*WHAT IS REQUIRED*. Copy out every line below that contains the string "positive". Case matters.

*DATA UNDER STUDY*.
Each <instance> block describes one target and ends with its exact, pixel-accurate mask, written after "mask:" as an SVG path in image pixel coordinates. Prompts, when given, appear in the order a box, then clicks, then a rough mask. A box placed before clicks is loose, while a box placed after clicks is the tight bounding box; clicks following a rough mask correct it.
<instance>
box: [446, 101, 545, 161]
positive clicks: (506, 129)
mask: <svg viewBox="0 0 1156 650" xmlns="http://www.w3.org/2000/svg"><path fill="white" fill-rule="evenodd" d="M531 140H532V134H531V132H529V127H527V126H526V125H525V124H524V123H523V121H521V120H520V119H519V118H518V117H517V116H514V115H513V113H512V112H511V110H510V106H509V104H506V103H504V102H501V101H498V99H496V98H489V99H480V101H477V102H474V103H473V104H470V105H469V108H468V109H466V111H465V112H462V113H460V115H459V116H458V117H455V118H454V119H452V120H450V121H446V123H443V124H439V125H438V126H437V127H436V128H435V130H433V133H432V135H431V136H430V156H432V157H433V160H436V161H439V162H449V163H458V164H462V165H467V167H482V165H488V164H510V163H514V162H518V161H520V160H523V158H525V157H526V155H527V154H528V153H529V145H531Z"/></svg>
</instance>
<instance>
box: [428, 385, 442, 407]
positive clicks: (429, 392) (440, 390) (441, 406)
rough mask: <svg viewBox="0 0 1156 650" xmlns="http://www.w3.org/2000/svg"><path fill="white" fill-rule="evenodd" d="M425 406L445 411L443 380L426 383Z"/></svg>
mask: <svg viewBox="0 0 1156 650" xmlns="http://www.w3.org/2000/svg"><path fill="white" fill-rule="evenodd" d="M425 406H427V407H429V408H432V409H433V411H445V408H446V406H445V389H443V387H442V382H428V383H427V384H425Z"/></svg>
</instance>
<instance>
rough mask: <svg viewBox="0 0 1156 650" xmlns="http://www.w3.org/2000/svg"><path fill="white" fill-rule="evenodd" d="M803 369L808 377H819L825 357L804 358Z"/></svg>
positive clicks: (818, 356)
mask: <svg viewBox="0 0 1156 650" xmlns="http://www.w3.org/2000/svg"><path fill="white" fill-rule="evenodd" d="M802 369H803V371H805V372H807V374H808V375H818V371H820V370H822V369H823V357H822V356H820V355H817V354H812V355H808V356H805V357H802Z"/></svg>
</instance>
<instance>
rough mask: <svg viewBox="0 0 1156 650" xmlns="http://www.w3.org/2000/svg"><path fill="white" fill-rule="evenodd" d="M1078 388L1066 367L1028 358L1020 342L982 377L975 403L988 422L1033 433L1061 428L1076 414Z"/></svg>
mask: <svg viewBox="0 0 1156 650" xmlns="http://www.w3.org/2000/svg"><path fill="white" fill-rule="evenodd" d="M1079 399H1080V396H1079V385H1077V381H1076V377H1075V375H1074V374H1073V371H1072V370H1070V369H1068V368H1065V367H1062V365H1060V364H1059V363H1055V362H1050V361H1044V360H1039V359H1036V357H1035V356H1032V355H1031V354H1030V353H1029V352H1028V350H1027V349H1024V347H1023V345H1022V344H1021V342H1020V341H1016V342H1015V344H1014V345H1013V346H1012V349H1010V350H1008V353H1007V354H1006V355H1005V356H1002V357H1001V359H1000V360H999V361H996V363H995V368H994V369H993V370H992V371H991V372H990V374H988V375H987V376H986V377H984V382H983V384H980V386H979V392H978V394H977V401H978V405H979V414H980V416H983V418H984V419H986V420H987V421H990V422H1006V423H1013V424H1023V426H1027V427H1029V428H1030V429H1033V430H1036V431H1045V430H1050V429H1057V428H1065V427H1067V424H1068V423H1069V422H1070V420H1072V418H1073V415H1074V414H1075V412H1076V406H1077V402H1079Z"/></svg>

*EXERCISE RESPONSE*.
positive clicks: (506, 129)
positive clicks: (429, 392) (440, 390) (441, 406)
positive clicks: (818, 356)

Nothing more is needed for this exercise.